• Yönerge 1: Aşağıdaki kayıtlarda "roof" dizesini içeren her satırı bulun ve kopyalayın.

Validebağ Korusu’ndaki süreç bu şekilde gelişmiş olup çalışma, Validebağ Korusu’nun imara açılması meselesini ekolojik, hukuksal ve sosyal boyutları ile toplumun doğa ile ilişkisi, çevre etiği, hukuk devleti ve katılımcı çevre politikaları bağlamında tartışmayı amaçlamaktadır.

(7)

46 1. Toplumun Doğa ile İlişkisi

İnsan-doğa ilişkisi yalnızca biyoloji ilgilendirmemekte; ekonomiyi ve sosyal ve kültürel etkileriyle insanları da ilgilendirmektedir. İnsanlar geçim kaynakları için doğayı kullanmakta ve şekillendirmektedirler. Son yıllarda çevre aşırı tahribata uğramış ve yerküremiz ciddi sarsıntılara maruz kalmıştır. Meydana gelen tsunamileri, tayfunları ve kasırgaları yakından takip etmekteyiz. Bu felaketlerin ortaya çıkardığı sosyal, ekonomik ve çevresel sorunları da görmezden gelemeyiz (Doğan, 2015).

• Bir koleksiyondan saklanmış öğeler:
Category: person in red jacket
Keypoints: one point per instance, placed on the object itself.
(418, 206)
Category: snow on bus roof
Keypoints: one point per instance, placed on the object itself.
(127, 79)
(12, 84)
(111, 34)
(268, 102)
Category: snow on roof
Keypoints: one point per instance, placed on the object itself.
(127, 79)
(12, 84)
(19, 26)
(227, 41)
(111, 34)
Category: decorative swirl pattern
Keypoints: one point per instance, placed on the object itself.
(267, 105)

* * *

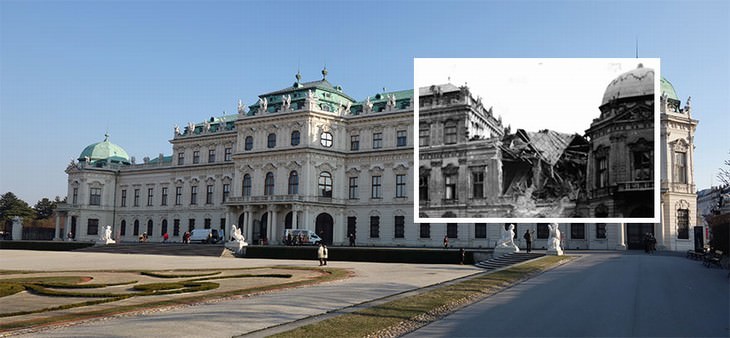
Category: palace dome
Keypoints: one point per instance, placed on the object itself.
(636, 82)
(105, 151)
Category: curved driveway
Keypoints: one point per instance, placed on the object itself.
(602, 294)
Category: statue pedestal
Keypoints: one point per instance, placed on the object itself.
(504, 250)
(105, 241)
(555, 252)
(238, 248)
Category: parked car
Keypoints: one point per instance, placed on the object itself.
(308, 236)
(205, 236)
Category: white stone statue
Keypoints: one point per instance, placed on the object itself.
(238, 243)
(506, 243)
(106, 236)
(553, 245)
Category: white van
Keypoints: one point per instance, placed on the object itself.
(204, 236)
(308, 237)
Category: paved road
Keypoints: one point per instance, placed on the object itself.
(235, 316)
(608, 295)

==

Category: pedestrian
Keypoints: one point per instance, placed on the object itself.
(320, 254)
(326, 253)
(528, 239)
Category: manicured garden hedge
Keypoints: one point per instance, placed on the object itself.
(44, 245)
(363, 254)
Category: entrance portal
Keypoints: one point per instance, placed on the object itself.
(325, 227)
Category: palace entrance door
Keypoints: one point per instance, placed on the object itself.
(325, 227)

• Yönerge 2: Yukarıdaki belgenin "Validebağ Korusu’ndaki süreç" ifadesinden "bağlamında tartışmayı amaçlamaktadır." ifadesine kadar uzanan kısmını, "çalışma" yerine "makale" koyarak yeniden yazın.

• Tam Çıktı 1:
Category: snow on bus roof
Category: snow on roof

• Tam Çıktı 2:
Validebağ Korusu’ndaki süreç bu şekilde gelişmiş olup makale, Validebağ Korusu’nun imara açılması meselesini ekolojik, hukuksal ve sosyal boyutları ile toplumun doğa ile ilişkisi, çevre etiği, hukuk devleti ve katılımcı çevre politikaları bağlamında tartışmayı amaçlamaktadır.